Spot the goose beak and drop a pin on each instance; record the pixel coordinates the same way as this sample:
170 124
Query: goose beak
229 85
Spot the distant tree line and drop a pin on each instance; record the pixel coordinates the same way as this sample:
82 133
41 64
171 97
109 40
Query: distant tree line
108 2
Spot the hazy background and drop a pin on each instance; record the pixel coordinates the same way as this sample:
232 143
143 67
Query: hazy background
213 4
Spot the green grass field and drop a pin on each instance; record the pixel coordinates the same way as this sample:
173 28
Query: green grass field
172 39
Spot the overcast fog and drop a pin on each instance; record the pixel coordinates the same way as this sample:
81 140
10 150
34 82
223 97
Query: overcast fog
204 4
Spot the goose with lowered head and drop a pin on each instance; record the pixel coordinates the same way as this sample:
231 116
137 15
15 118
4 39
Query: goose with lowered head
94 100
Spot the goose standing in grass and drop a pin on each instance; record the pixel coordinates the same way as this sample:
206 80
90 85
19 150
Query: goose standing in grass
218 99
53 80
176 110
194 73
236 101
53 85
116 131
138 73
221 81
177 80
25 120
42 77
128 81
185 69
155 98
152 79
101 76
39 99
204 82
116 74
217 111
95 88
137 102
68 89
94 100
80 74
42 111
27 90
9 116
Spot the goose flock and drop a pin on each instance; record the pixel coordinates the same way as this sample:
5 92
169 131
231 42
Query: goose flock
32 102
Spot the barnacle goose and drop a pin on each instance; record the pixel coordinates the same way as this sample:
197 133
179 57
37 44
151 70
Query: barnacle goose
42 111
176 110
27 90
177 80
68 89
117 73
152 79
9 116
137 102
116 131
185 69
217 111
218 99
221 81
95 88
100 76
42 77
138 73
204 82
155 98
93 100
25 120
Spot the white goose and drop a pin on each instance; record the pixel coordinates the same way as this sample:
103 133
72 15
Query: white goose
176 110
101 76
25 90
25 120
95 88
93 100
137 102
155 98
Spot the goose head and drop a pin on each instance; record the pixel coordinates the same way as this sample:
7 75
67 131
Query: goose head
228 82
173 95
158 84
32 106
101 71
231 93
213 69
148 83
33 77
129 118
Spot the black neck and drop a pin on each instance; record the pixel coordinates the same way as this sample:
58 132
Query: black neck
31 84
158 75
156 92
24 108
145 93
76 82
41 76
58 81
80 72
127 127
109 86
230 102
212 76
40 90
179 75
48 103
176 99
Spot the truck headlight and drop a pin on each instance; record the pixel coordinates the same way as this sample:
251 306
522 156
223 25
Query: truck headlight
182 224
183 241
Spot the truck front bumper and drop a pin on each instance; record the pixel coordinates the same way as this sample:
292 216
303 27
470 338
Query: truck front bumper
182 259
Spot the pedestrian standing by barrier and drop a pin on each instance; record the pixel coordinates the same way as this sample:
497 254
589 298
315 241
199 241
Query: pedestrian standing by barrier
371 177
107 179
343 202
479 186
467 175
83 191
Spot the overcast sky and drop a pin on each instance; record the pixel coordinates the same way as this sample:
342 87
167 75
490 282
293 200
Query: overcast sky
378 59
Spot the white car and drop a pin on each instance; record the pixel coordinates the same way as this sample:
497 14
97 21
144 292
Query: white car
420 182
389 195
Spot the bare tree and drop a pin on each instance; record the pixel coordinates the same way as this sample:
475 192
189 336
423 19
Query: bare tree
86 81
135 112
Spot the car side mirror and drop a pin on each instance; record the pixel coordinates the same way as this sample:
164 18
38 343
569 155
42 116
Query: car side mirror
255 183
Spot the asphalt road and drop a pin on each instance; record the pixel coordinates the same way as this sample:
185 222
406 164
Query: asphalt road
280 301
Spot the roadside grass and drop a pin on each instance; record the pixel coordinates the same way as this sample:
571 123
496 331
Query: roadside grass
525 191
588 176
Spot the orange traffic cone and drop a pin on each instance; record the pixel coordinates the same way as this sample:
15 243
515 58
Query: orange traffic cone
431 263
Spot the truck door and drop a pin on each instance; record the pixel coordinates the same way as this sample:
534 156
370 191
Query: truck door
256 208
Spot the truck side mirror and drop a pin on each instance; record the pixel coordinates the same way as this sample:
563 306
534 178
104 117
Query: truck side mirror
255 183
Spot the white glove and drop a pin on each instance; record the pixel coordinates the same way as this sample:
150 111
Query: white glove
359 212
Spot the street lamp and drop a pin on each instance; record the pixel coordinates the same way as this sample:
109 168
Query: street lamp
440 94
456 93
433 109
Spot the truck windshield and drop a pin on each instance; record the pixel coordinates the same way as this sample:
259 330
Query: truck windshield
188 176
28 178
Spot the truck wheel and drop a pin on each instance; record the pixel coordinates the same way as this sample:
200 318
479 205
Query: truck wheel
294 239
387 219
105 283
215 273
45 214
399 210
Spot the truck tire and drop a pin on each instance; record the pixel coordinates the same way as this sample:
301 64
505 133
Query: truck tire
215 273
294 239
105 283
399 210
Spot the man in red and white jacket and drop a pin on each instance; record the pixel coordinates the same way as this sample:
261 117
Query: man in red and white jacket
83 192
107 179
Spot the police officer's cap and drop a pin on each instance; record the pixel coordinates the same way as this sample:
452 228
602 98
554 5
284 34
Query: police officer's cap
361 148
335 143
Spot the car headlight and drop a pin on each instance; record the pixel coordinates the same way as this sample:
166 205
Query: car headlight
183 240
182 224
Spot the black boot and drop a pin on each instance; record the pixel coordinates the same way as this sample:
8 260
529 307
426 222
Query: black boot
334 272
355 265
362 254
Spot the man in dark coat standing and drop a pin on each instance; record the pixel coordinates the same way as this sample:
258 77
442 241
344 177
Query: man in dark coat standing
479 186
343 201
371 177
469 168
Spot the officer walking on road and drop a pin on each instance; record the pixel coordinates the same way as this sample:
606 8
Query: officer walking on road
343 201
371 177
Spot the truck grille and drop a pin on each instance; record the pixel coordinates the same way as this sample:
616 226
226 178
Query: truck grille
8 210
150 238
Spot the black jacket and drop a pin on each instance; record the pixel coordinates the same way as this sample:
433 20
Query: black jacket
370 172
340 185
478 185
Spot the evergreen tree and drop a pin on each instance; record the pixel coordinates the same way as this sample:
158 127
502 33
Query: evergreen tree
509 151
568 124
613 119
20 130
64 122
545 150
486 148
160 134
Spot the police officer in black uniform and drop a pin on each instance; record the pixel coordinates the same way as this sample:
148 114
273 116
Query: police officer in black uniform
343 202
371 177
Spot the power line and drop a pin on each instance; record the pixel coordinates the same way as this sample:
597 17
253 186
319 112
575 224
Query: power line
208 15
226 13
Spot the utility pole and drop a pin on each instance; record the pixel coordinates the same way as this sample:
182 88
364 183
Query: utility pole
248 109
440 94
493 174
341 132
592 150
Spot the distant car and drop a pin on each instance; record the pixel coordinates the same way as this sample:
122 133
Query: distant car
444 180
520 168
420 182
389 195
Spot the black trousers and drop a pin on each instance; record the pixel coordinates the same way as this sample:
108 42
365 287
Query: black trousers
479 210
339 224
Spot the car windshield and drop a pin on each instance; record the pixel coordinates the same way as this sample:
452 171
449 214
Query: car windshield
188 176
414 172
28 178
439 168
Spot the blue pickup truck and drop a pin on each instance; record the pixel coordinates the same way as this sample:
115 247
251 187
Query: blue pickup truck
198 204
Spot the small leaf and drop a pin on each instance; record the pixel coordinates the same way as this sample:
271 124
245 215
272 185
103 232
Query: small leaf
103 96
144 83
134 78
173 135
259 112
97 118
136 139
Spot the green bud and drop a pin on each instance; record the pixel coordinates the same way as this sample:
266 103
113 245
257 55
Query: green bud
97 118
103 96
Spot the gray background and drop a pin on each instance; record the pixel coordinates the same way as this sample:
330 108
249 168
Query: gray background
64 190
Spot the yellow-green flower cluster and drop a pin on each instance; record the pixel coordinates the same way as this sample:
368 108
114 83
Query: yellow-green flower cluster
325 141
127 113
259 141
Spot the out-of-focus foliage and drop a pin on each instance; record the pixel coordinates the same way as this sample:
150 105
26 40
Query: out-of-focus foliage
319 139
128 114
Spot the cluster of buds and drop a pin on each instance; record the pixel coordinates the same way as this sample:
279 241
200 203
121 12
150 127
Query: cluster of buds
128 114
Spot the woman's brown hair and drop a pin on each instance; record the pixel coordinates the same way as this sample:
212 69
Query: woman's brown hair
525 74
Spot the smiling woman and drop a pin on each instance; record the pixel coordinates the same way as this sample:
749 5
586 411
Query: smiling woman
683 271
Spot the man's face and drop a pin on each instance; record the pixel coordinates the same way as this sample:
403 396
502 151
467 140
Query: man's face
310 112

========================================

(REQUIREMENTS) Only those lines running from the one containing "Spot the green bud" through the last line of the data above are to be copied, exactly, with both ends included.

(WRITTEN SOLUTION)
Spot the green bud and drop a pin on each instance; record the pixel coordinates the same way as this sample:
266 103
113 245
257 55
Query: green bud
97 118
103 96
Spot the gray background and drop a pin on each instance; record the pixel coordinates the same way as this sample:
330 108
249 168
Query: gray background
64 190
Spot the yellow-green flower cluster and drop a pin on each instance; record the pixel coordinates the same way as this sample:
368 108
114 83
Query: yellow-green flower cluster
325 141
127 113
259 141
Spot the out-of-focus foliage and drop a pin on each instance; record the pixel coordinates the same way as this sample:
150 105
26 40
Query: out-of-focus foliage
319 139
128 114
Spot the cluster of buds and drop a pin on each instance; record the pixel coordinates the same way as this sample:
279 241
200 203
121 12
150 127
Query: cluster of buds
128 114
Spot the woman's brown hair and drop a pin on each instance; record the pixel coordinates the same way as this sample:
212 69
Query: woman's brown hair
525 74
Spot the smiling woman and drop a pin on each instance; record the pixel coordinates the same way as this sample:
749 5
586 411
Query: smiling woman
683 271
Spot the man's face and drop a pin on each instance; record the pixel coordinates the same way as this sample:
403 396
502 151
467 140
Query: man's face
310 112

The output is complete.